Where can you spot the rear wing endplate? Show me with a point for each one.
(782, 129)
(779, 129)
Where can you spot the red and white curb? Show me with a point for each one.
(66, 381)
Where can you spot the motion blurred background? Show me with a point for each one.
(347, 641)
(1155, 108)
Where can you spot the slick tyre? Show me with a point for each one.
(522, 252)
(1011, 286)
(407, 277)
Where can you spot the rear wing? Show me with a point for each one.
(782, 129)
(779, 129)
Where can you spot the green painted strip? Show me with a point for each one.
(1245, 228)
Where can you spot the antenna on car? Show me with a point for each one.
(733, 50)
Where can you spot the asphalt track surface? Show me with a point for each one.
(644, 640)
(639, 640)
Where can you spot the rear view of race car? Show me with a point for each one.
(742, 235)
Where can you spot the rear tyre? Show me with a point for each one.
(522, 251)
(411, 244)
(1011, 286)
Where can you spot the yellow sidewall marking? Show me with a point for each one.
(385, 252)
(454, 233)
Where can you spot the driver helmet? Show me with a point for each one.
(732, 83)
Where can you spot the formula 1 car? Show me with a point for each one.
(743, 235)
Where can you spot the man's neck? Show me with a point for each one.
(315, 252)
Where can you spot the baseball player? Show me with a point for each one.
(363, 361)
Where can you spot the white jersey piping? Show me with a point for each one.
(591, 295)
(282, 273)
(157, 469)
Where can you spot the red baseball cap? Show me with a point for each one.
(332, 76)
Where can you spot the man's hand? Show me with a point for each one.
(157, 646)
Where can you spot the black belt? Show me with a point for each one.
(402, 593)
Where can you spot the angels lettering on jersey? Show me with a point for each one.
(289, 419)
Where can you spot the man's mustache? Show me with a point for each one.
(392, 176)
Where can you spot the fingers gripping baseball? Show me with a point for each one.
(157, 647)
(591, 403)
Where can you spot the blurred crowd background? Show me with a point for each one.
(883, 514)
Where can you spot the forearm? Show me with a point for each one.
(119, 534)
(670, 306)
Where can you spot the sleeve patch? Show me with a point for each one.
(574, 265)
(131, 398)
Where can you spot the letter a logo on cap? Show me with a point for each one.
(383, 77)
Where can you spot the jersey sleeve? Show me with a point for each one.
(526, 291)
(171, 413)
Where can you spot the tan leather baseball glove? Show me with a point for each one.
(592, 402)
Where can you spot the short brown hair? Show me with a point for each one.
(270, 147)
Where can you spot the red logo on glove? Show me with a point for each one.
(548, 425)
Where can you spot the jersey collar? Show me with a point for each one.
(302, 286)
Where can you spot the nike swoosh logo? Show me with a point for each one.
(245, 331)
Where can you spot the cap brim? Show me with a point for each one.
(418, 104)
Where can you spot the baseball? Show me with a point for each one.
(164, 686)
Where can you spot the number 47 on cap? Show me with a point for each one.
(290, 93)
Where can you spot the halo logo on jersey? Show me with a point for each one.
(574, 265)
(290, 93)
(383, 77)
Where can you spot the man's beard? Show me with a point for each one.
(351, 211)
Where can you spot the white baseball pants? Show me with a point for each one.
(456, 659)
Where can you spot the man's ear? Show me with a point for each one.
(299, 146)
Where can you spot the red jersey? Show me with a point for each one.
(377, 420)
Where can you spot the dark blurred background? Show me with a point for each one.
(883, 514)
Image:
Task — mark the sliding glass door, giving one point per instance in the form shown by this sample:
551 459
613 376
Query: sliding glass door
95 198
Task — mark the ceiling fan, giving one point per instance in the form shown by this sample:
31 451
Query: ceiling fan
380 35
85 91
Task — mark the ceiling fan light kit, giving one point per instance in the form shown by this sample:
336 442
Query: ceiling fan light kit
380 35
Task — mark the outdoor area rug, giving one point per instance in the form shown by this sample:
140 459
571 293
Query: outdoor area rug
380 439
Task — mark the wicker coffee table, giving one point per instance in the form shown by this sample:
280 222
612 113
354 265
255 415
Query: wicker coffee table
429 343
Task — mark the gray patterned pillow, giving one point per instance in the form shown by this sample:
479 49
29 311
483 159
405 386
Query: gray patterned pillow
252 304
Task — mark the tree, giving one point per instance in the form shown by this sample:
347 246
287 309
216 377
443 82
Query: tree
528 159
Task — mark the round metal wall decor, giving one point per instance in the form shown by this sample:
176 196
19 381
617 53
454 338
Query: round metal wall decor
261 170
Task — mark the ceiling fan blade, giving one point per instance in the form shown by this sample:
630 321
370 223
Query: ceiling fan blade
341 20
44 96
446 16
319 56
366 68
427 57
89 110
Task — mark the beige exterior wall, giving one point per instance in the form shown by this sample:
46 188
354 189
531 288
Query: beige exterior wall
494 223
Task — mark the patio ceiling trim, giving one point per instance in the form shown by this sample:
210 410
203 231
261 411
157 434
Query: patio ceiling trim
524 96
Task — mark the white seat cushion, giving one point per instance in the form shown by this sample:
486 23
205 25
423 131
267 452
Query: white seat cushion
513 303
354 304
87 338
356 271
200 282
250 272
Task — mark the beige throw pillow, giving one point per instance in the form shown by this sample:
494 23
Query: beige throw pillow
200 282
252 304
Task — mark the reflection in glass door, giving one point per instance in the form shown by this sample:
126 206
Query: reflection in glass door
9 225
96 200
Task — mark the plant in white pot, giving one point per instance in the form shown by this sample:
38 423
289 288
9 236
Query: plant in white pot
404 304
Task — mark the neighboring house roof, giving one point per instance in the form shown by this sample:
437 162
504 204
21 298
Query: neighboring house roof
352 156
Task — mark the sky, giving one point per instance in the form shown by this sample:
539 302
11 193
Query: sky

== Work item ==
Copy every line above without changes.

== Result for this task ==
Where can you spot the rear wing endplate? Show me with a point for each one.
(782, 129)
(779, 129)
Where can you spot the red and white curb? Show me with a point for each one.
(66, 381)
Where can you spot the motion blurred background? Show me with a point for each one.
(347, 641)
(1155, 108)
Where can you spot the slick tyre? Show me with a point for each one.
(522, 252)
(1011, 286)
(407, 277)
Where can you spot the rear wing? Show me with a point for each one.
(782, 129)
(779, 129)
Where can you spot the green painted strip? Show me with a point for each one.
(1245, 228)
Where can you spot the antenna on car? Show me with a point for each one.
(733, 50)
Where can you spot the asphalt track surface? Show me with a point for each one.
(644, 640)
(639, 640)
Where can you spot the rear view of race car? Show me with a point for each one.
(742, 235)
Where can you spot the rear tyre? Show me with a point for each one.
(522, 251)
(411, 244)
(1011, 286)
Where can you spot the yellow sidewall marking? Show me with a point for each one.
(385, 252)
(454, 233)
Where can you spot the driver helmet? Show me with a point for each one.
(732, 83)
Where can you spot the formula 1 car? Show me with a point for each one.
(743, 235)
Where can you spot the man's neck? Show me with a point for each one.
(315, 252)
Where can you spot the baseball player? Show me with a point for each one.
(363, 361)
Where can you spot the white jersey piping? Show me with a point for each one.
(591, 295)
(282, 273)
(157, 469)
Where can you spot the red baseball cap? Show me with a point for each one.
(332, 76)
Where can you spot the man's hand? Show me with a point for each one.
(157, 646)
Where can you spot the black belt? Show me with a point for each one.
(402, 593)
Where can you spot the angels lettering on jersey? Show me with a point for each one.
(289, 419)
Where can you spot the man's mustache? Show me with a point for each one.
(392, 176)
Where can you spot the fingers gripping baseball? Show me with a point for each one.
(157, 647)
(591, 403)
Where can you spot the blurred crowd background? Show me with a point for each one.
(883, 514)
Where can you spot the forearm? Show me with a point for each one.
(119, 534)
(670, 306)
Where can you spot the sleeve patch? Show me with a point for each one.
(574, 265)
(131, 398)
Where can you spot the letter a logo on cap? Show me with a point for each one.
(383, 77)
Where can you spot the jersey sleeve? Show me with a point for each one.
(526, 291)
(171, 413)
Where can you spot the tan leather baseball glove? Show me with a point for each one.
(592, 402)
Where can you spot the short brown hair? Show me with a point for each one.
(270, 147)
Where can you spot the red logo on glove? Show me with a point for each one.
(548, 425)
Where can you spot the jersey collar? Show me with a point for each one.
(302, 286)
Where can you spot the nike swoosh logo? Show me with a point for each one.
(245, 331)
Where can you spot the cap brim? Show me with a point for each one.
(418, 104)
Where can you spot the baseball? Show me with a point for each one.
(164, 686)
Where can you spot the number 47 on cap? Show me with a point for each one.
(290, 93)
Where can you spot the halo logo on jersey? Show me with a point for each one.
(574, 265)
(290, 93)
(383, 77)
Where can you spot the man's beard? Show me with a point for each one.
(351, 211)
Where can you spot the white baseball pants? Show me with a point for each one.
(456, 659)
Where can you spot the man's ear? Show me with a point for each one.
(299, 146)
Where can you spot the red jersey? Show me with a point for each one.
(377, 420)
Where can you spot the dark blurred background? Show me with a point for each one.
(883, 514)
Image:
Task — mark the sliding glass door, giving one point per instance in the form shown by this sample:
551 459
613 376
Query: sliding glass door
95 198
Task — mark the ceiling fan, giving one point per instance in the form shown by this sample:
31 451
Query: ceiling fan
380 35
85 91
Task — mark the ceiling fan light kit, giving one point per instance in the form shown by this sample:
336 442
Query: ceiling fan light kit
380 35
Task — mark the outdoor area rug, giving one point per instance in the form shown by this sample:
140 459
571 293
Query: outdoor area rug
380 439
Task — mark the wicker coffee table, giving one point per instance in the form shown by this sample:
280 222
612 113
354 265
255 415
Query: wicker coffee table
429 343
Task — mark the gray patterned pillow, giving one point per instance in the form shown by this sample:
479 49
29 311
483 159
405 386
Query: gray patterned pillow
252 304
Task — mark the tree, giving one point per instance in the form shown by this sample:
347 246
287 309
216 377
443 82
Query: tree
528 159
Task — mark the round metal wall decor, giving one point per instance in the form shown by this sample:
176 196
19 381
617 53
454 338
Query: round metal wall decor
261 170
Task — mark the ceiling fan blade, giving one point per instance in the form shown by this sample:
630 321
370 223
Query: ceiling fan blade
341 20
44 96
446 16
319 56
366 68
427 57
89 110
Task — mark the beige exterior wall, giving one point per instance in the form shown by this sample:
46 188
354 189
531 288
Query: beige exterior wall
494 223
Task — mark the patio ceiling trim, giving one point per instance in the form shown by this sample:
210 410
203 231
261 411
157 434
Query: patio ceiling trim
524 96
Task — mark the white seat cushion, giving one point per instance in the form shown by this sample:
486 23
205 25
423 131
267 452
Query: white seat cushion
513 303
354 304
87 338
356 271
200 282
250 272
Task — mark the beige throw pillow, giving one point per instance in the form shown by this sample:
494 23
Query: beige throw pillow
200 282
252 304
Task — mark the reflection in glass door, giving one point per instance in the form shown by this sample:
126 206
Query: reflection in glass door
9 225
96 200
Task — mark the plant in white pot, giving one point per instance in the form shown by this sample:
38 423
289 288
9 236
Query: plant in white pot
404 304
Task — mark the neighboring house roof, giving one point per instance in the form shown by this sample:
437 162
504 204
21 298
Query: neighboring house roof
352 156
Task — mark the sky, giving one point per instance in the form shown by this sample:
539 302
11 193
Query: sky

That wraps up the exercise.